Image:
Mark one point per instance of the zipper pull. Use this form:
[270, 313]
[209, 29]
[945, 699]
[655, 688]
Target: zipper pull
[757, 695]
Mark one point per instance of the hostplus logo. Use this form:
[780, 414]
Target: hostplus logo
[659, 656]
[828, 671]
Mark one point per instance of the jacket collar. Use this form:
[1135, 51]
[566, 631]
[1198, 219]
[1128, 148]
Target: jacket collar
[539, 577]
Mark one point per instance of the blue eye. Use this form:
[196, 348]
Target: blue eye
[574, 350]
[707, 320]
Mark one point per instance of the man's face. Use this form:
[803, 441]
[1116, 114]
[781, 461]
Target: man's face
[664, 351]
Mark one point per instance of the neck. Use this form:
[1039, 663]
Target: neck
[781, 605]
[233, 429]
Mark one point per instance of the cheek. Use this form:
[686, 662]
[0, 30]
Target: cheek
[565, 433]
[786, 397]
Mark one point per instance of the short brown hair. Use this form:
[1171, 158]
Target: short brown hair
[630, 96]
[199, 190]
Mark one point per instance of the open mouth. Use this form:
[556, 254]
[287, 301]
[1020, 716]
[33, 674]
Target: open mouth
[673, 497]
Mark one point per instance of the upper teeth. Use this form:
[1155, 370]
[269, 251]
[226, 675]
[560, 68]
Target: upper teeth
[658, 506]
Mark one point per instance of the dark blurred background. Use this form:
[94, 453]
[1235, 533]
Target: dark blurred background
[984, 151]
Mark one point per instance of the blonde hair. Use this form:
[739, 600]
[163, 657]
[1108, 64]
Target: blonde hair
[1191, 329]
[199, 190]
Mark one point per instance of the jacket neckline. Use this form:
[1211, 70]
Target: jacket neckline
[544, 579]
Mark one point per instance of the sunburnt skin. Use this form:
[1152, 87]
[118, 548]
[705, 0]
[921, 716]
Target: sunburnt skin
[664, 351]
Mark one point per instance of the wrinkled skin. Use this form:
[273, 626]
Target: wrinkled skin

::::::::::

Starting at the line that contains "Mark one point per instance of the jacket collar." and ending at the last line of the data, write those lines out again with "Follow this format" in place of each "Use this form", leaving everything else unchanged.

Task response ▸
Mark one point per instance of the jacket collar. Follow this format:
[1135, 51]
[566, 631]
[1198, 219]
[1128, 148]
Target: jacket collar
[539, 577]
Mark one point per instance of the blue eye. Follow this format:
[196, 348]
Target: blue eye
[574, 350]
[707, 320]
Mark one point per instance of the man's face. Follow this format:
[803, 441]
[1116, 114]
[781, 461]
Target: man's face
[664, 351]
Mark one point per instance of the neck. Follow this format:
[1039, 663]
Target: neck
[781, 605]
[233, 429]
Mark one point per instance of the cheek. Follow this format:
[686, 662]
[0, 30]
Target: cheek
[565, 433]
[786, 397]
Mark one point per instance of the short brown hair. Follow this format:
[1171, 158]
Target: short brown hair
[630, 96]
[199, 190]
Mark one point per instance of the open mouth. Follow this format:
[556, 254]
[287, 301]
[1020, 716]
[33, 674]
Target: open mouth
[673, 497]
Mark one point per instance of the upper teeth. Follow this format:
[1155, 370]
[269, 251]
[226, 675]
[560, 68]
Target: upper teeth
[658, 506]
Mark one point per instance of the dark blurred background. Follow this format:
[94, 453]
[1235, 533]
Target: dark blurred background
[984, 151]
Mark one point per instance of the blonde hair. Follow this format:
[739, 600]
[163, 657]
[1108, 64]
Target: blonde hair
[1191, 329]
[199, 190]
Mark one point per instance of the jacket neckline. Follow this format:
[1211, 70]
Target: jacket neckline
[544, 579]
Mark one point per instance of the sunburnt skin. Follow this format:
[1152, 87]
[118, 548]
[705, 0]
[921, 716]
Target: sunburnt skin
[664, 351]
Mark one point per instance of the wrinkled skin. Follow this format:
[273, 626]
Target: wrinkled skin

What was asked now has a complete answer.